Rewrite the lines below with "instance" changed to "object" everywhere and nothing else altered. Leave out the pictures.

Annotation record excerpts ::
--- Start ---

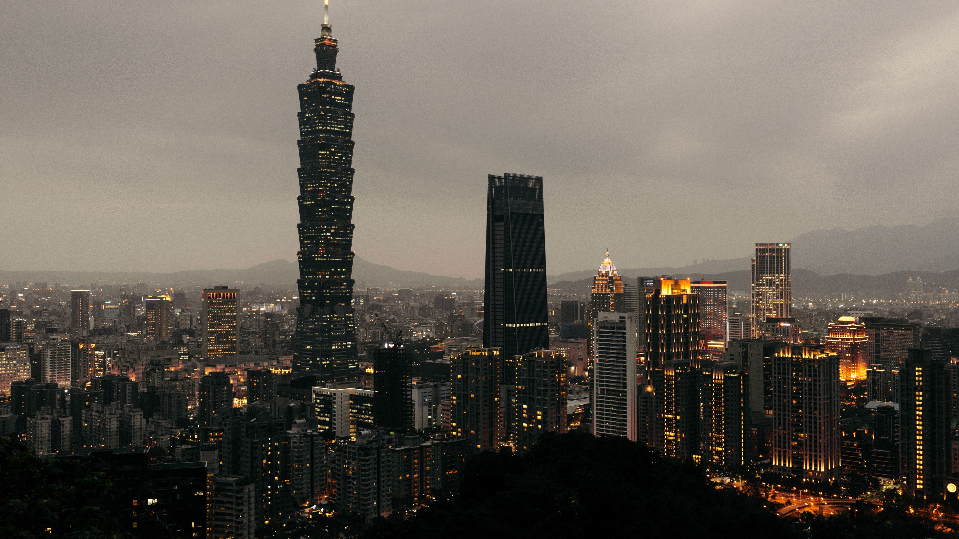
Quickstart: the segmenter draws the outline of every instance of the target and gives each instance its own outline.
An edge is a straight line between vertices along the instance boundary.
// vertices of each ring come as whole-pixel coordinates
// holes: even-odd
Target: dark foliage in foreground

--- End ---

Correct output ::
Quickstart: the segmenter draws the outline of every object of the target and gives each object its own outline.
An edge is a straight line between vertices along the object boundary.
// vertices of each ring come as whole-pixel coordinates
// holes: even-odd
Target: dark foliage in foreground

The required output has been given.